-------- DATA SHOWN --------

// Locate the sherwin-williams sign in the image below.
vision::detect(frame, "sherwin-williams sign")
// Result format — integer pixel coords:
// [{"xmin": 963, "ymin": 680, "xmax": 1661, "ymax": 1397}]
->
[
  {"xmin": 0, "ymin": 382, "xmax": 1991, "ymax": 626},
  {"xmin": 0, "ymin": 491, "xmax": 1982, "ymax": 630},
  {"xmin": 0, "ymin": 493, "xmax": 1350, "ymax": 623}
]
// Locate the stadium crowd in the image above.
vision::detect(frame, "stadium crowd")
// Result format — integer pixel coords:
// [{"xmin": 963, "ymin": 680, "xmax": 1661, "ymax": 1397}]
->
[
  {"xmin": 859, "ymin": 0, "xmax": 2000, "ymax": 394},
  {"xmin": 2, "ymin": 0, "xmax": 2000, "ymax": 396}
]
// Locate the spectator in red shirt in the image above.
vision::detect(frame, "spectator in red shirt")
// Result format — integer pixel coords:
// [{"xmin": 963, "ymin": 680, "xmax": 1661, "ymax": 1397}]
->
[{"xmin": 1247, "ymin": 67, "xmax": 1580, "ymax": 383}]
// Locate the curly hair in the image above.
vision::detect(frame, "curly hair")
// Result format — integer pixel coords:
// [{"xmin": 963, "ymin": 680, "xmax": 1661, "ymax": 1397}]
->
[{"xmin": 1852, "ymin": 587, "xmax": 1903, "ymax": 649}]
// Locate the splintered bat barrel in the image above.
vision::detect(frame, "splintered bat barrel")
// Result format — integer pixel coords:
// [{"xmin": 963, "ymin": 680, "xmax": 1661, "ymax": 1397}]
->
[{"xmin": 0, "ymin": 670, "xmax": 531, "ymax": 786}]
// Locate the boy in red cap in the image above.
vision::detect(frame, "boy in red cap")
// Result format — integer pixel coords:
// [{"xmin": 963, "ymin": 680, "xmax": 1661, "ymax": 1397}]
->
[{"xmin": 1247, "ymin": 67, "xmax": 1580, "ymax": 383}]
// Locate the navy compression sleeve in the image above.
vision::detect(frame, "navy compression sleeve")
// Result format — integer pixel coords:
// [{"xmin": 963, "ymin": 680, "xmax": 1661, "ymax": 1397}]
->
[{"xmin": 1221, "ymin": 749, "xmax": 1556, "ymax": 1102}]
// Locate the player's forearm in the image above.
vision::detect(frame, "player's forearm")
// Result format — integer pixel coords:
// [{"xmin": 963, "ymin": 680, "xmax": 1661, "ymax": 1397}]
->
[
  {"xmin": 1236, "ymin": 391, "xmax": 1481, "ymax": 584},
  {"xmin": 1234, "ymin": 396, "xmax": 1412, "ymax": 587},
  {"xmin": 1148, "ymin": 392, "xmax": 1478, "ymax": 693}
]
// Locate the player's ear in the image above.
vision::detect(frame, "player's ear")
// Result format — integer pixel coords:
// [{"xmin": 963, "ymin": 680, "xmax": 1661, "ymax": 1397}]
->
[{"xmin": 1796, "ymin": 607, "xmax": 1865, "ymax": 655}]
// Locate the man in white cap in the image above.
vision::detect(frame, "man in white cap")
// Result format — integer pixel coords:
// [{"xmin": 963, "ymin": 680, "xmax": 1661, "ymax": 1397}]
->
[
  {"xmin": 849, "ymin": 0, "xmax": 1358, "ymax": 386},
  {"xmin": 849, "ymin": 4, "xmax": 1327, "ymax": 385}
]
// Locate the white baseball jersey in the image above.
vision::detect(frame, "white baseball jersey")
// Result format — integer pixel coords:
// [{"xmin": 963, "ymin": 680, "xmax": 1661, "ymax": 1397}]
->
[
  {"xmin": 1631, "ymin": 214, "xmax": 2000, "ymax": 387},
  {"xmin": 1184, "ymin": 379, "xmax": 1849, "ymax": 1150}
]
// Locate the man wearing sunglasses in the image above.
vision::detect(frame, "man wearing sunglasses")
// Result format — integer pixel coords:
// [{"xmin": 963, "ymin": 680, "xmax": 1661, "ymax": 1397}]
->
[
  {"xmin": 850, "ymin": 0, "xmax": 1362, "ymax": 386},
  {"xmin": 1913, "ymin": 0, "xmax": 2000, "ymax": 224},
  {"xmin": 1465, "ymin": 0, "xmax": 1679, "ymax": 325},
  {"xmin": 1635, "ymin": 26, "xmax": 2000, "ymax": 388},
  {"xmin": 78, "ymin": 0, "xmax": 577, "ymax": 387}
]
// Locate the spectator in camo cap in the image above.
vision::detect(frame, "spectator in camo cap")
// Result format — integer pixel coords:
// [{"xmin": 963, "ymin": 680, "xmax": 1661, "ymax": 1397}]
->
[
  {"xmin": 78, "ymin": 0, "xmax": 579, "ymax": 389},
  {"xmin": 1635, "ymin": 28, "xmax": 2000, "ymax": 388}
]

--------

__DIRECTIONS FOR THIS TASK__:
For this exercise, restate every record word for word.

__OUTPUT__:
// Locate the sherwin-williams sign in the image below.
vision::detect(frame, "sherwin-williams sign")
// Result format — integer pixel coords:
// [{"xmin": 963, "ymin": 680, "xmax": 1661, "ymax": 1397}]
->
[
  {"xmin": 0, "ymin": 382, "xmax": 1991, "ymax": 626},
  {"xmin": 0, "ymin": 491, "xmax": 1982, "ymax": 630},
  {"xmin": 0, "ymin": 493, "xmax": 1350, "ymax": 623}
]
// Locate the stadium crowd in the image above.
vision::detect(frame, "stadium crowd")
// Result format — integer pixel coords:
// [{"xmin": 963, "ymin": 680, "xmax": 1661, "ymax": 1397}]
->
[
  {"xmin": 859, "ymin": 0, "xmax": 2000, "ymax": 394},
  {"xmin": 2, "ymin": 0, "xmax": 2000, "ymax": 396}
]
// Locate the spectator in red shirt in the image above.
vision::detect(frame, "spectator in red shirt")
// Result format — integer pixel coords:
// [{"xmin": 963, "ymin": 680, "xmax": 1661, "ymax": 1397}]
->
[{"xmin": 1247, "ymin": 67, "xmax": 1580, "ymax": 383}]
// Locate the curly hair in the image above.
vision::detect(frame, "curly hair")
// Result format — integer pixel coords:
// [{"xmin": 963, "ymin": 680, "xmax": 1661, "ymax": 1397}]
->
[{"xmin": 1852, "ymin": 587, "xmax": 1903, "ymax": 649}]
// Locate the splintered bat barrel in the image above.
vision::detect(frame, "splintered bat barrel")
// Result format — integer pixel coords:
// [{"xmin": 963, "ymin": 680, "xmax": 1661, "ymax": 1397}]
->
[{"xmin": 0, "ymin": 670, "xmax": 531, "ymax": 786}]
// Locate the boy in red cap in the image above.
vision::detect(frame, "boy in red cap")
// Result format — integer pixel coords:
// [{"xmin": 963, "ymin": 680, "xmax": 1661, "ymax": 1397}]
->
[{"xmin": 1247, "ymin": 67, "xmax": 1580, "ymax": 383}]
// Locate the navy compression sleeve in the image above.
vision::detect(frame, "navy compression sleeve")
// Result format — integer pixel coords:
// [{"xmin": 963, "ymin": 680, "xmax": 1661, "ymax": 1397}]
->
[{"xmin": 1221, "ymin": 749, "xmax": 1556, "ymax": 1102}]
// Locate the player's forearm in the image above.
vision::detect(frame, "player's forearm")
// Result format — integer pixel coords:
// [{"xmin": 963, "ymin": 680, "xmax": 1661, "ymax": 1397}]
->
[
  {"xmin": 1236, "ymin": 391, "xmax": 1481, "ymax": 584},
  {"xmin": 1234, "ymin": 396, "xmax": 1412, "ymax": 587},
  {"xmin": 1148, "ymin": 392, "xmax": 1478, "ymax": 693}
]
// Locate the player's ear in the image above.
vision::detect(frame, "player's ear")
// Result format — integer pixel coords:
// [{"xmin": 963, "ymin": 680, "xmax": 1661, "ymax": 1397}]
->
[{"xmin": 1796, "ymin": 607, "xmax": 1865, "ymax": 655}]
// Locate the man in white cap in the image above.
vision::detect(frame, "man in white cap")
// Result format — integer pixel coords:
// [{"xmin": 963, "ymin": 680, "xmax": 1661, "ymax": 1397}]
->
[
  {"xmin": 849, "ymin": 0, "xmax": 1358, "ymax": 386},
  {"xmin": 849, "ymin": 4, "xmax": 1327, "ymax": 385}
]
// Locate the white baseball jersey in the image above.
vision::detect(frame, "white baseball jersey")
// Result format — integer pixel coords:
// [{"xmin": 963, "ymin": 680, "xmax": 1661, "ymax": 1397}]
->
[
  {"xmin": 1631, "ymin": 214, "xmax": 2000, "ymax": 387},
  {"xmin": 1184, "ymin": 379, "xmax": 1849, "ymax": 1150}
]
// Locate the man wearing sunglasses in the image above.
vision::detect(frame, "man wearing sunglasses")
// Result format — integer pixel coords:
// [{"xmin": 963, "ymin": 680, "xmax": 1661, "ymax": 1397}]
->
[
  {"xmin": 850, "ymin": 0, "xmax": 1362, "ymax": 386},
  {"xmin": 1913, "ymin": 0, "xmax": 2000, "ymax": 224},
  {"xmin": 1465, "ymin": 0, "xmax": 1679, "ymax": 325},
  {"xmin": 1635, "ymin": 26, "xmax": 2000, "ymax": 388},
  {"xmin": 78, "ymin": 0, "xmax": 577, "ymax": 387}
]
// Locate the spectator in camo cap in the image above.
vision::detect(frame, "spectator in camo cap")
// Result format — integer pixel coords:
// [{"xmin": 963, "ymin": 680, "xmax": 1661, "ymax": 1397}]
->
[
  {"xmin": 78, "ymin": 0, "xmax": 579, "ymax": 389},
  {"xmin": 1635, "ymin": 28, "xmax": 2000, "ymax": 388}
]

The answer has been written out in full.